AIM OF THE TASK> Return all of the entries, keeping every word and mark as it is.

DATA>
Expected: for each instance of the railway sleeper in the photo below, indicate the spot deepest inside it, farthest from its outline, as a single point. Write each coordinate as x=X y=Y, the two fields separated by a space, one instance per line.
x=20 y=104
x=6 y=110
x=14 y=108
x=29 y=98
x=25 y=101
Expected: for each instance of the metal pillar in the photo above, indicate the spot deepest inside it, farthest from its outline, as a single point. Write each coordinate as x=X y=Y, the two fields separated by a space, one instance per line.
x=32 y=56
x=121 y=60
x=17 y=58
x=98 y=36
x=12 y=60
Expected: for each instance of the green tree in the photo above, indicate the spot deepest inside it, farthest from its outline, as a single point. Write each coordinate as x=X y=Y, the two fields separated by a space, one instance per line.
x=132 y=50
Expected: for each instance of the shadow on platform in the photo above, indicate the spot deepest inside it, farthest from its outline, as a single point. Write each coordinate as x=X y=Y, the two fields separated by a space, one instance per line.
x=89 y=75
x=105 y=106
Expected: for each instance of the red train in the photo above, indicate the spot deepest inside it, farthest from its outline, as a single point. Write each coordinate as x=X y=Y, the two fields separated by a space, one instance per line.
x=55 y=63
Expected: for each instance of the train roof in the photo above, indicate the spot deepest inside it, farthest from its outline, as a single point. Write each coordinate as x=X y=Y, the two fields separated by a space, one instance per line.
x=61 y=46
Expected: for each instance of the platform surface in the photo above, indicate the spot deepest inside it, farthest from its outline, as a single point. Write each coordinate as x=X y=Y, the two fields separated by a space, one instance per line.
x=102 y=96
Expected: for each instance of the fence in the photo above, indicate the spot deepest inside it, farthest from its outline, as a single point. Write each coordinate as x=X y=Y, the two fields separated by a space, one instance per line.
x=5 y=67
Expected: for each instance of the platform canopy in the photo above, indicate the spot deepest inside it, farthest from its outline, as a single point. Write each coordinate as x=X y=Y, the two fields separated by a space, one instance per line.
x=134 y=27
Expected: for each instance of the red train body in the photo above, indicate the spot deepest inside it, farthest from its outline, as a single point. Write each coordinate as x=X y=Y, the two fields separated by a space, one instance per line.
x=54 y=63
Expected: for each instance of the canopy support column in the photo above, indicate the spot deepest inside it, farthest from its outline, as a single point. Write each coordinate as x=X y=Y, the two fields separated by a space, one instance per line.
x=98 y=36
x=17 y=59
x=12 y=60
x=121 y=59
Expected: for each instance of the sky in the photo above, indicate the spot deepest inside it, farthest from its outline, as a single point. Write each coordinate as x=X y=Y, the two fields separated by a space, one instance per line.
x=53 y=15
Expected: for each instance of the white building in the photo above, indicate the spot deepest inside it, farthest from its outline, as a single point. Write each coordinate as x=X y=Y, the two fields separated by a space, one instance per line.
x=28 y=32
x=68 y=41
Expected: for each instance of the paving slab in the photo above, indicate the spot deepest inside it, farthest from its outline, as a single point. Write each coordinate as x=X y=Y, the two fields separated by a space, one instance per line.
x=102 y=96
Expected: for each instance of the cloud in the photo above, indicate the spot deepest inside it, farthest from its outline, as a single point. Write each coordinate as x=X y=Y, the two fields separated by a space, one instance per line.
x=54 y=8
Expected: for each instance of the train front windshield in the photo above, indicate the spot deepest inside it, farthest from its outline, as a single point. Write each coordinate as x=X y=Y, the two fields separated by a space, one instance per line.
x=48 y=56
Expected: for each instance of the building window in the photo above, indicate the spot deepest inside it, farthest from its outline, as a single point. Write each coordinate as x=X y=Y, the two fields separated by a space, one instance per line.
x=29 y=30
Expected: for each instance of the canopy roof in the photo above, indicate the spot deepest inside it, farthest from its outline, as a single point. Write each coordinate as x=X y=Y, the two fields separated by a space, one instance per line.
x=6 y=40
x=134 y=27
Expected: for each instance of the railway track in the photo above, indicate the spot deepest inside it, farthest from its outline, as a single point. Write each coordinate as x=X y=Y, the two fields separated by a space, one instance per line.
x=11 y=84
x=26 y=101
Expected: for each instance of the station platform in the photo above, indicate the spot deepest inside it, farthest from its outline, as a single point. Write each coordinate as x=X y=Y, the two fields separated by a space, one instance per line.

PROBLEM SOLUTION>
Expected: for each instance of the railway sleeper in the photo below, indicate the spot deepest inside it, farthest from its outline, as a single point. Write each coordinate as x=X y=Y, the two fields separated by a space, one instance per line.
x=20 y=104
x=6 y=110
x=14 y=108
x=29 y=98
x=25 y=101
Expected: for each instance of the metal pillar in the photo above, indicate the spot deepest inside it, farthest from its outline, as a single point. Write each coordinate as x=X y=Y, the two fields separated by a space, one instance per line.
x=32 y=56
x=121 y=60
x=17 y=58
x=98 y=36
x=12 y=60
Expected: for each instance of the green tree in the photo above, indicate the spot deepest inside it, farthest from its outline, as a single point. Write each coordinate as x=X y=Y, the two fields separated by a space, one instance per line.
x=132 y=50
Expected: for each instance of the shadow on platform in the photo above, indicate the spot deepest inside it, farthest from its outline, as a single point. Write each coordinate as x=X y=Y, the two fields separated by a space, one instance per line.
x=89 y=75
x=105 y=106
Expected: for each instance of the red train in the photo above, indicate the spot deepest inside it, farthest from its outline, as a single point. Write each coordinate as x=X y=Y, the two fields separated by a space, one instance per line.
x=55 y=63
Expected: for each instance of the train roof in the photo above, indicate the spot deepest inside it, farthest from its outline, as a single point. Write each coordinate as x=X y=Y, the two fields separated by a space, one instance per line.
x=61 y=46
Expected: for each instance of the platform surface in the photo above, indicate the spot deepest inside it, farthest from its outline, as a single point. Write each coordinate as x=X y=Y, the two fields separated by a space, one instance per line.
x=102 y=96
Expected: for each instance of the fence in the photo above, indicate the spot deepest inside it, farthest from its outline, as a single point. Write each coordinate as x=X y=Y, the two fields separated by a space, one instance per line.
x=5 y=67
Expected: for each instance of the platform canopy in the photo above, indicate the spot deepest inside it, farthest from its outline, as a single point. Write each coordinate as x=X y=Y, the two fields separated by a space, one instance per line.
x=134 y=27
Expected: for each instance of the red train body in the photo above, indicate the spot deepest inside it, farthest from its outline, as a single point. Write each coordinate as x=X y=Y, the two fields separated by a space, one instance per line.
x=54 y=63
Expected: for each instance of the canopy support column in the photo above, indicate the spot deepest inside it, farthest from its outline, as a single point. Write each coordinate as x=X y=Y, the two fields separated by a space, one instance per line.
x=98 y=36
x=17 y=59
x=12 y=60
x=121 y=59
Expected: for each instance of the sky in the photo above, indicate the spot deepest inside it, farthest from its outline, as a single point. Write each coordinate as x=X y=Y, the two fields separated by a space, one instance per line.
x=53 y=15
Expected: for each instance of the white building in the photo above, indicate the spot deepest inside it, farthest from its outline, as a single point. Write each coordinate as x=X y=Y, the two fields separated by a space, one instance per line.
x=28 y=32
x=68 y=41
Expected: for each instance of the paving slab in the photo above, indicate the spot deepest inside it, farthest from its outline, as a single point. Write each coordinate as x=X y=Y, the two fields separated by a space, one instance per line.
x=102 y=96
Expected: for each instance of the cloud in the photo above, indicate the spot deepest inside it, farthest from its outline, as a single point. Write each coordinate as x=X y=Y, the two fields separated by a space, one instance per line.
x=54 y=8
Expected: for each instance of the train front windshield in the photo above, indicate the spot deepest inside it, farthest from its outline, as a single point. Write each coordinate as x=X y=Y, the two fields separated by a space, one instance per line.
x=48 y=56
Expected: for each instance of the building window in the photo above, indicate the spot deepest inside it, farthest from its outline, as a single point. Write each coordinate as x=X y=Y, the two fields separated by a space, one instance per line.
x=29 y=30
Expected: for each instance of the canopy roof in the photo above, indicate the spot deepest inside it, farthest from its outline, as a single point. Write each coordinate as x=X y=Y, the two fields separated by a space, one instance per line.
x=6 y=40
x=134 y=27
Expected: for each instance of the railway track in the photo above, indicate the spot deepest inside it, farthest from its outline, as a single point. Write each coordinate as x=X y=Y, the two fields separated by a space, one instance per line.
x=11 y=84
x=26 y=101
Expected: for each instance of the station platform in the photo above, indicate the spot deepest inside it, farthest from its outline, as a single point. Write each coordinate as x=X y=Y, the two fields separated by a space, one instance per line.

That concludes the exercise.